* **What to work on**
Return the whole listing, line for line, without the pictures in it.

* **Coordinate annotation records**

______

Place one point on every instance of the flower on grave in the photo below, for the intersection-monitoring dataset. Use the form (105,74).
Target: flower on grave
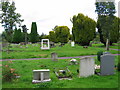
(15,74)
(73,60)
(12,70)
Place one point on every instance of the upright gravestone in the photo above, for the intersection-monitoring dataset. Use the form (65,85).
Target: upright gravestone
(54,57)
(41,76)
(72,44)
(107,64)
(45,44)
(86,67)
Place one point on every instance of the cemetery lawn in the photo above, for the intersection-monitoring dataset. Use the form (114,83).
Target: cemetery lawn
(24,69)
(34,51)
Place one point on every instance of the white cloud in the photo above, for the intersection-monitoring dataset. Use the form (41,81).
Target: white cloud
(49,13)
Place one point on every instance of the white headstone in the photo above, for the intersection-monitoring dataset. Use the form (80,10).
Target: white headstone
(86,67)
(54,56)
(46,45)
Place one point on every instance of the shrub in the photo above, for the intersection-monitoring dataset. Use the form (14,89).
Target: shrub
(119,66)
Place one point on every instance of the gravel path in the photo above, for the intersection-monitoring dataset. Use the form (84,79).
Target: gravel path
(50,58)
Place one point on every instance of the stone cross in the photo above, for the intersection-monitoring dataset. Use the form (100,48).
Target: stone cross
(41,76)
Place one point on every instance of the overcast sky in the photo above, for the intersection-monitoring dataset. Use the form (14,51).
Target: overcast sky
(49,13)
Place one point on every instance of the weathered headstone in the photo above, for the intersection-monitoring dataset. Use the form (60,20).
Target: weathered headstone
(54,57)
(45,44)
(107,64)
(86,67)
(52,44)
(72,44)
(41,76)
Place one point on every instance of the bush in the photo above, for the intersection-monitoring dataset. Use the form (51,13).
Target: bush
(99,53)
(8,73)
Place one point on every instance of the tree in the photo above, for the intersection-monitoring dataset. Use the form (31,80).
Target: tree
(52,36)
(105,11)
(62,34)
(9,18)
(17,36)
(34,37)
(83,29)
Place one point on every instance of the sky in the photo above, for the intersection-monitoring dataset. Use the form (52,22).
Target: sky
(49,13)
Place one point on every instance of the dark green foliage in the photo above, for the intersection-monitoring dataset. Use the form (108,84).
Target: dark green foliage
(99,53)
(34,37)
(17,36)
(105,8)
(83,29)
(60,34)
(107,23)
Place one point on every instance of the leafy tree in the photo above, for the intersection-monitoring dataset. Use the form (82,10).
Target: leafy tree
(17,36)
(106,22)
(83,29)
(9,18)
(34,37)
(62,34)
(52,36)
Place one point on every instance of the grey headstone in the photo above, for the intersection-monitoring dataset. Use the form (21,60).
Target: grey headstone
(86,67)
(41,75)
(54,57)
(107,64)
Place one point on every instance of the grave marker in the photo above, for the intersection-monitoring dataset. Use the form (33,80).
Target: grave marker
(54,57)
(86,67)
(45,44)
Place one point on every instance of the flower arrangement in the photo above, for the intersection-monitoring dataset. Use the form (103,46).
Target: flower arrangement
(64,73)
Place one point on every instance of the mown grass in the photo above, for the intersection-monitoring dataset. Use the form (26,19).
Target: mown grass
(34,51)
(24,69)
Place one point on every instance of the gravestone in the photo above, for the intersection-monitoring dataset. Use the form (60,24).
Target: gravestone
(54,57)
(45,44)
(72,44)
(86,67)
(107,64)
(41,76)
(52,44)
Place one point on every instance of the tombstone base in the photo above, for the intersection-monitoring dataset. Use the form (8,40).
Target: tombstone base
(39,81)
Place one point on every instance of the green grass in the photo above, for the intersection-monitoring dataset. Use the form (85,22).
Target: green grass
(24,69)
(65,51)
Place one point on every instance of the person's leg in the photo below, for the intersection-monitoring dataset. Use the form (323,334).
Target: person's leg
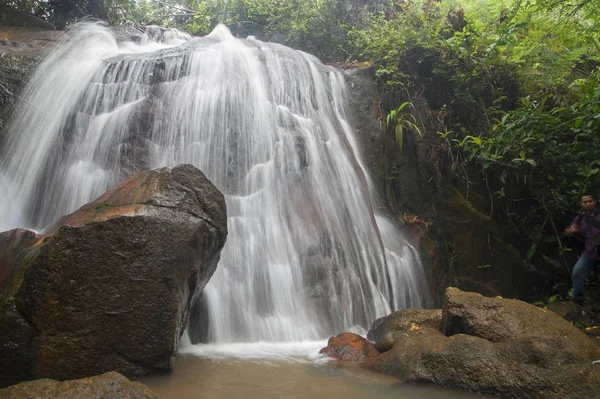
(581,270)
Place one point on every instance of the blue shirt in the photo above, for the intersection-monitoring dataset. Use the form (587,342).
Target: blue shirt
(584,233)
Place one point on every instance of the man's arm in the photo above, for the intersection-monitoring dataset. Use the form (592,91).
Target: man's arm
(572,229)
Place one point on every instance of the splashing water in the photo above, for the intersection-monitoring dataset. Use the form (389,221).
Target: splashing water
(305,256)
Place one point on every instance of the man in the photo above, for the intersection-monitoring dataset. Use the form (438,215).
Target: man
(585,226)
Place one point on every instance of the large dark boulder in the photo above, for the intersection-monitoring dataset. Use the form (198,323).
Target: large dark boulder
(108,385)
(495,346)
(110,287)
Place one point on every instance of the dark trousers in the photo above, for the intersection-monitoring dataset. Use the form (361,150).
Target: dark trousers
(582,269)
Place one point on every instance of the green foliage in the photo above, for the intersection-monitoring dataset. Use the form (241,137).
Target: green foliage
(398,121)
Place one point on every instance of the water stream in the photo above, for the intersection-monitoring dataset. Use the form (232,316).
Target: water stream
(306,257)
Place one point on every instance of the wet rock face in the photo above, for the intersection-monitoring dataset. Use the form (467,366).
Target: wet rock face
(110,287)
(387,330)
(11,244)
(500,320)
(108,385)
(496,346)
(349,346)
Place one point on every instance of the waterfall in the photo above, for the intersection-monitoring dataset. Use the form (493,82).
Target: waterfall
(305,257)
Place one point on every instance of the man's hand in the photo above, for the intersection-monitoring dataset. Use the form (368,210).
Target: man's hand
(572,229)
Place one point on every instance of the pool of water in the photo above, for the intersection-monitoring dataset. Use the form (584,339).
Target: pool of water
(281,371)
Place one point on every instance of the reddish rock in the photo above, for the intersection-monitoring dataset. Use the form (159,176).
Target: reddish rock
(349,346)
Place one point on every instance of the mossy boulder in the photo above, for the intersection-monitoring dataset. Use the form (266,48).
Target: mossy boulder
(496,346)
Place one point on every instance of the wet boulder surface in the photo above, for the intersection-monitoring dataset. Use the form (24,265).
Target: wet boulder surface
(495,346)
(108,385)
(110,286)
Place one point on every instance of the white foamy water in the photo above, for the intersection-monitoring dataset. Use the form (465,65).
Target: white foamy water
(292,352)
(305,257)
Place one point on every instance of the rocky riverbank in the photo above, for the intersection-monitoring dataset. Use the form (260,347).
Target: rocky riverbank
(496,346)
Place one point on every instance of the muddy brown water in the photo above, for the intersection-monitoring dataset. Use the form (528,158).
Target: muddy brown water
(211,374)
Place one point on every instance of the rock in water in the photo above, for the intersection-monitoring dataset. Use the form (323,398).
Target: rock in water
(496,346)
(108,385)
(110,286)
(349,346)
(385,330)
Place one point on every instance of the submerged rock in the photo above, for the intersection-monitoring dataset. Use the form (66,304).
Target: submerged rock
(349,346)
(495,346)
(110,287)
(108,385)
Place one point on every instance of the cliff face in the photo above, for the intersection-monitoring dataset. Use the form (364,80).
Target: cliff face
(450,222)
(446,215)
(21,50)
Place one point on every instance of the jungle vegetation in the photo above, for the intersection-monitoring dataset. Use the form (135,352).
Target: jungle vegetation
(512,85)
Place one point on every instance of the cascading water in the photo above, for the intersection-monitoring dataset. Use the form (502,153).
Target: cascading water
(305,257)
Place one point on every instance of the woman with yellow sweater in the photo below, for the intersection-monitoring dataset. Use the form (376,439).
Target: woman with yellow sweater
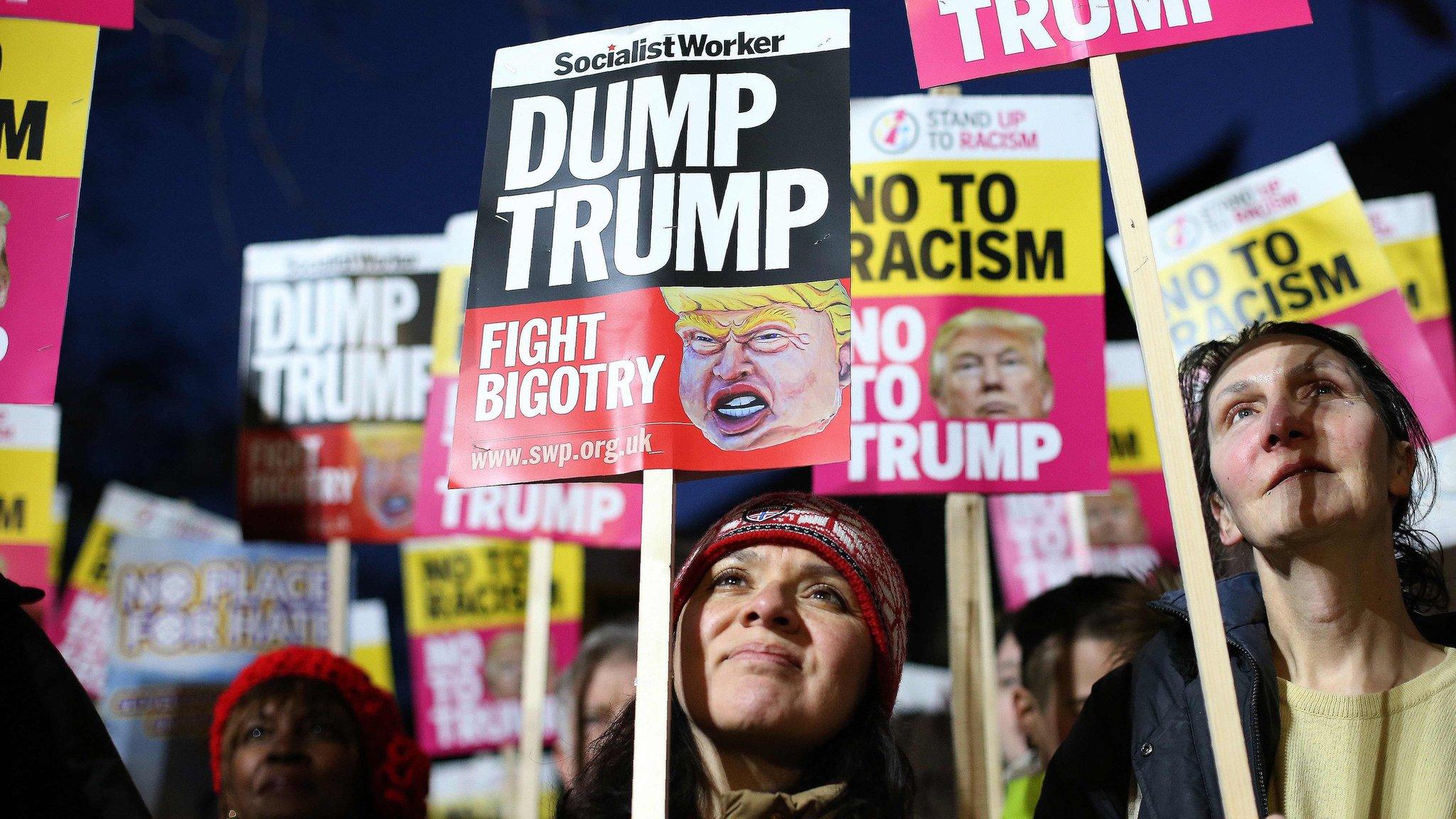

______

* **The answer**
Place one point on every instance of the flower on grave in the photo below, for the intersection-monitoring dataset. Use the form (105,74).
Target: flower on grave
(15,74)
(73,60)
(12,70)
Place one point on every instance of the upright gravestone in the photo above, for the intersection-monitoring dataset. Use the form (65,85).
Target: upright gravestone
(54,57)
(41,76)
(72,44)
(107,64)
(45,44)
(86,67)
Place one point on every instance of the cemetery lawn in the photo above, for the intersection-monitoring dataset. Use the form (114,83).
Target: cemetery lawn
(24,69)
(34,51)
Place one point on every instance of the white cloud in the photo above, for the intersection-monitoring dataset. Use the form (41,81).
Target: white cloud
(49,13)
Place one point on every instance of the white headstone in the photo above, for the intersection-monitoring dataset. Use the form (80,10).
Target: white headstone
(86,67)
(54,56)
(46,45)
Place one point on every instance of the shrub in the photo above, for the intersection-monitoring dataset. Use the form (14,89).
Target: shrub
(119,66)
Place one point on every instance of the gravel path in the photo above, for the intersection-monitoring dataset. Use the form (84,79).
Target: gravel path
(50,58)
Place one point on every instance of the stone cross in the photo above, for the intersection-monitoring dataset. Use the form (100,48).
Target: stone cross
(41,76)
Place one point on every instance of the overcast sky in the photo above, for the intersection-monitoring dataset. Use the form (14,51).
Target: overcast sky
(49,13)
Place one point on every instance of the weathered headstone in the photo above, for the intersection-monitoring dataset. Use the form (60,20).
Target: weathered headstone
(54,57)
(45,44)
(107,64)
(86,67)
(52,44)
(72,44)
(41,76)
Place one point on every instance of the bush in the photo above, for the intersection-monitoring dataset. Use the form (51,13).
Target: bush
(99,53)
(8,73)
Place one point on every instance of the tree in the photo above, for the intersection-monitoring dataset. Use the form (31,80).
Target: tree
(52,36)
(105,11)
(62,34)
(9,18)
(17,36)
(34,37)
(83,29)
Place one point on every instance of the sky in the photo above, for the intersection-monitoring dataset. Use the form (52,22).
Target: sky
(49,13)
Place one point on every instance of the dark green foliage in the photo above, for the intersection-monitoring dataset. Use the form (108,84).
Target: dark green foliage
(99,53)
(34,37)
(17,36)
(105,8)
(83,29)
(60,34)
(107,23)
Place one point on every instance of the leafy tree in the photo above, for the intersection-monitoring dataset. Use the form (82,10).
Target: leafy tree
(17,36)
(106,22)
(83,29)
(9,18)
(34,37)
(62,34)
(52,36)
Place one point on every instance of the grey headstone in the photo above, for the intersection-monitoring dataset. Use the form (21,60).
Target: grey headstone
(86,67)
(41,75)
(54,57)
(107,64)
Place one point on every instance of the grave marker in the photo above, for the intersection-monitoring dataset. Use the form (33,80).
Target: grave marker
(54,57)
(86,67)
(45,44)
Place one point on every instance of the flower arrangement in the photo above, for the intersection-monitoring dataset. Use the form (103,46).
Target: flower arrangement
(64,73)
Place one point on every instance of the mown grass in the photo above, for the intersection-monitoring dataset. Use the form (26,19).
Target: mown grass
(34,51)
(24,69)
Place one point on every instance of the gravestone in the photo above, for the intersection-monitoring dataset. Use the form (60,24).
Target: gravestone
(54,57)
(45,44)
(72,44)
(86,67)
(107,64)
(41,76)
(52,44)
Place one point on every instance of the tombstone base in the photo above, for the intersection-monitoring dataset. Use the form (8,40).
Target: tombstone base
(39,81)
Place one point on every instance of the green grass in the photo above, for the intersection-monitoring dataset. Use the form (85,22).
Target: green grass
(24,69)
(65,51)
Place one point on every instance of the person's leg in the photo below, for the intersection-monitoring dataset. Use the form (323,334).
Target: person's leg
(581,270)
Place one point on every instance of the blue shirt in the photo above, for the intersection-monitoring dataset. Use the form (587,342).
Target: blue shirt
(584,233)
Place one point on every instance of the man's arm in the photo above, for the intersection-monitoring dataset. Use the form (592,91).
Target: man's arm
(572,229)
Place one point on every instance of the splashing water in the photo above, for the intersection-monitoring dataset. Use the form (389,221).
Target: splashing water
(305,256)
Place one point on every instance of the man in the photo above, for the intersection-monitoring dataset. Use the form (438,215).
Target: man
(585,226)
Place one point on every instance of the large dark boulder in the photo above, for the intersection-monitoring dataset. Use the form (198,323).
Target: large dark boulder
(108,385)
(495,346)
(110,287)
Place one point on every instance of the dark trousers in the photo above, for the intersection-monitoring dataset. Use the form (361,150).
Target: dark trousers
(582,269)
Place one point on every instance of the green foliage in the photo above, for the intersection-monitoring dataset. Use the form (241,137).
Target: green foliage
(398,121)
Place one point on every instance of the water stream in the photo above, for the intersection-monitoring dataset. Use the form (232,316).
Target: water stream
(306,257)
Place one point on every instance of the wet rock face in the photo above, for the intersection-monitoring dataset. Use the form (467,366).
Target: wet rock face
(110,287)
(387,330)
(11,244)
(500,320)
(108,385)
(496,346)
(349,346)
Place one point on every instance of the waterfall in the photo above, for the intersection-monitoring dataset. Use the form (493,82).
Target: waterfall
(305,257)
Place one point on every instance of the man's hand in the photo above, for the intersection-monitoring dataset. Use the form (368,210).
Target: man's hand
(572,229)
Place one point on every instance of the pool of water in the photo above, for the intersection-monitoring dataset. Use the form (584,339).
Target: pool of water
(281,371)
Place one point on every instance of the reddish rock in the photo above, for the intersection-monitoring dataset. Use the form (159,176).
Target: reddish rock
(349,346)
Place one point on every instance of the mossy boulder in the photo above, for the intersection-monitoring dataset. Use the form (266,48).
Target: mossy boulder
(496,346)
Place one point on every instance of the wet boulder surface in the photo above, for the intersection-monitoring dataset. Use the form (24,265).
Target: wet boulder surface
(495,346)
(108,385)
(110,286)
Place one point on every instance of the white foamy water in the photo above, for the intersection-monitoring dataset. Use the form (465,65).
Target: white foamy water
(292,352)
(305,257)
Place one point on every instance of the rocky riverbank in the photo above, for the intersection-monitoring dataset. Use the form (260,347).
Target: rocky riverbank
(496,346)
Place one point on every instance of the muddy brown water in the photo above, for the intersection-monitoring dataset. Use the form (528,158).
Target: muddy brown water
(211,374)
Place one point on every instance of the rock in water in the photo above, for the intersection-monitoring dataset. Use the form (323,398).
Target: rock in water
(496,346)
(108,385)
(110,286)
(349,346)
(385,330)
Place one point on every instance of the submerged rock in the photo above, for the intersection-monitoring dataset. Use the form (66,304).
Target: submerged rock
(349,346)
(495,346)
(110,287)
(108,385)
Place one point on every instance of the cliff face in the photo above, for the intersection-monitoring dataset. Use the form (364,80).
Target: cliff face
(450,222)
(446,215)
(21,50)
Place one point on every instance of the jungle vegetation in the photo above, for the intersection-monitoring dataset. Use the form (135,352).
Target: jungle vegetation
(512,85)
Place one point on every instance of the cascading water in the photo above, for the intersection-monitoring dataset. Use the form (502,153).
Target: cascading water
(305,257)
Place one point on every instance of the woman with yellow sweater in the photo below, for the intersection-monitoring dataset. Use the form (376,439).
Target: woman with yellow sweater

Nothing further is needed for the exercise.